───── Material provided

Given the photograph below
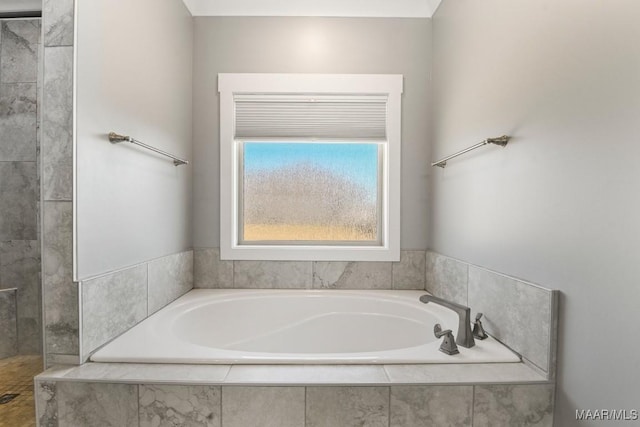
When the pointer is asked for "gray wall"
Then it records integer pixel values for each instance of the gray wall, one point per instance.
(558, 206)
(312, 45)
(134, 76)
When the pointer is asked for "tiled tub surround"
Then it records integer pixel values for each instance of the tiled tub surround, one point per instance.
(211, 272)
(113, 303)
(520, 314)
(511, 394)
(331, 396)
(283, 326)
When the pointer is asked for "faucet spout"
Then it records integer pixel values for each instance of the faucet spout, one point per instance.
(465, 335)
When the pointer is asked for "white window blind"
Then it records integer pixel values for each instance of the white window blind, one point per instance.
(311, 116)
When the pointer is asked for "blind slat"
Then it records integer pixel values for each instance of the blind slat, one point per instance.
(310, 116)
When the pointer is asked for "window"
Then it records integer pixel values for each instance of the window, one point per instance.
(310, 167)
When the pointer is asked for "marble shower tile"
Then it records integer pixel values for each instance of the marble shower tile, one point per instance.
(19, 50)
(409, 273)
(97, 404)
(20, 268)
(176, 405)
(57, 124)
(111, 304)
(46, 404)
(18, 116)
(513, 405)
(417, 406)
(351, 275)
(18, 201)
(169, 278)
(60, 293)
(347, 406)
(515, 312)
(8, 327)
(263, 406)
(272, 274)
(447, 278)
(58, 22)
(209, 271)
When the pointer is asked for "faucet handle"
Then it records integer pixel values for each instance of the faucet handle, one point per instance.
(448, 345)
(478, 330)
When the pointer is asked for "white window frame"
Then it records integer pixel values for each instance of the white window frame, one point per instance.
(348, 84)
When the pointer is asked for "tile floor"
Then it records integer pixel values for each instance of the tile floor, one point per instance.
(16, 376)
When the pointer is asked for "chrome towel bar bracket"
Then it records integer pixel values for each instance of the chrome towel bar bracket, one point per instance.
(115, 138)
(500, 140)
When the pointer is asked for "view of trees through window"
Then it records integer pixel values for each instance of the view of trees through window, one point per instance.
(310, 191)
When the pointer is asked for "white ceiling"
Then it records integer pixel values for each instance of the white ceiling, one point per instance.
(14, 6)
(346, 8)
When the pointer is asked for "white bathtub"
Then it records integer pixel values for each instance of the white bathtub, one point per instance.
(296, 326)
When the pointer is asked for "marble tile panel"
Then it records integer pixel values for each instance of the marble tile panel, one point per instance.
(93, 404)
(60, 293)
(513, 405)
(20, 268)
(169, 278)
(263, 406)
(347, 406)
(18, 127)
(46, 404)
(57, 124)
(515, 312)
(209, 271)
(410, 272)
(111, 304)
(54, 359)
(176, 405)
(8, 327)
(19, 50)
(272, 274)
(447, 278)
(57, 22)
(306, 375)
(351, 275)
(18, 201)
(418, 406)
(146, 373)
(476, 373)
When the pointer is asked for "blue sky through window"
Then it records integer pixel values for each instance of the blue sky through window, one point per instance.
(358, 162)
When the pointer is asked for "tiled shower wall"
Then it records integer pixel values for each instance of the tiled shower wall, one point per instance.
(19, 177)
(8, 323)
(60, 293)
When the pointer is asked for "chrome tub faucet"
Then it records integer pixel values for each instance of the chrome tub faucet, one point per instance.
(464, 336)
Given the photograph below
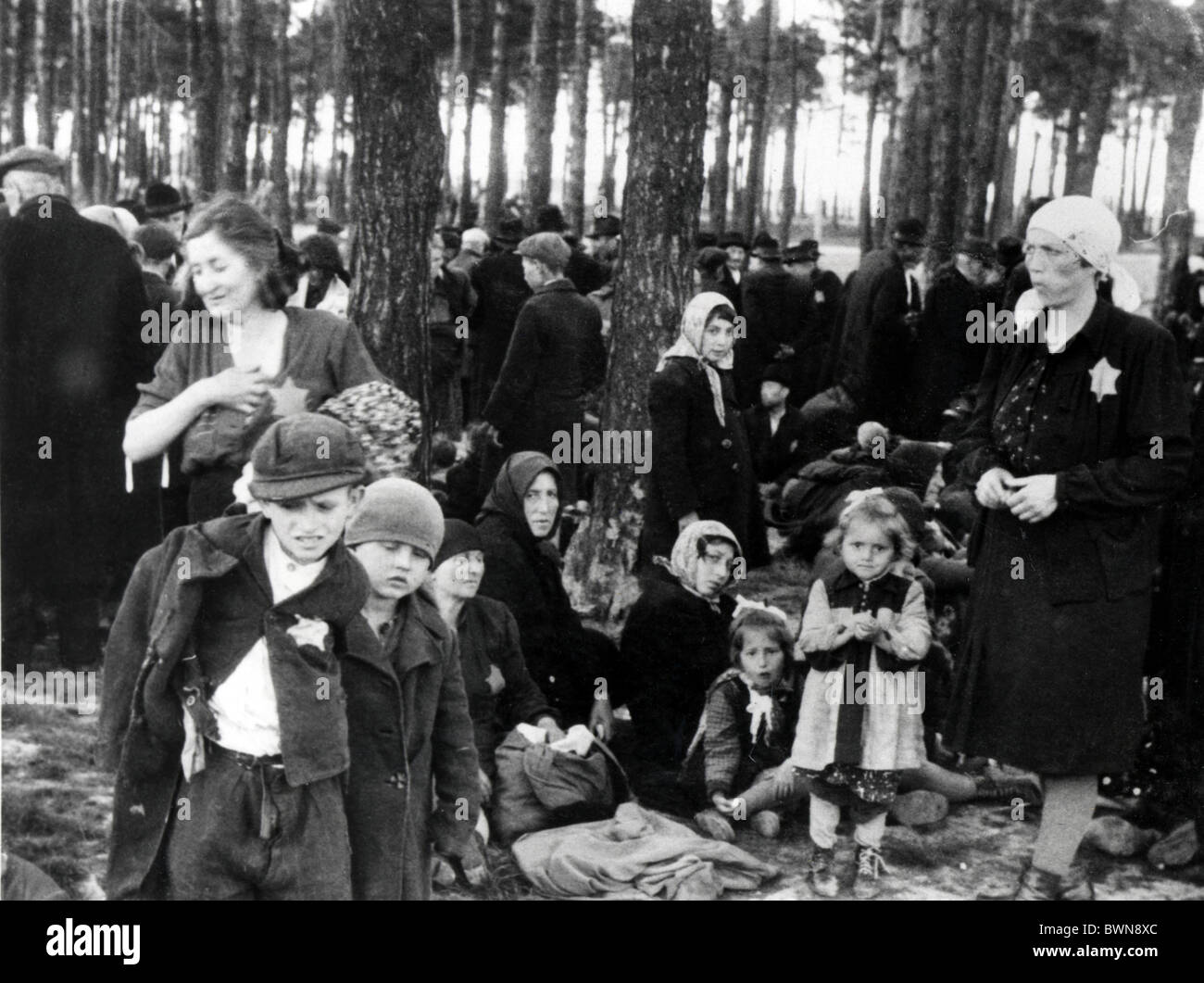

──────────

List each line above that contains the word "ceiling". Case counts.

When the pointer is asked for "white ceiling"
Then it records integer pixel values for each instance of the white ceiling, one point per instance.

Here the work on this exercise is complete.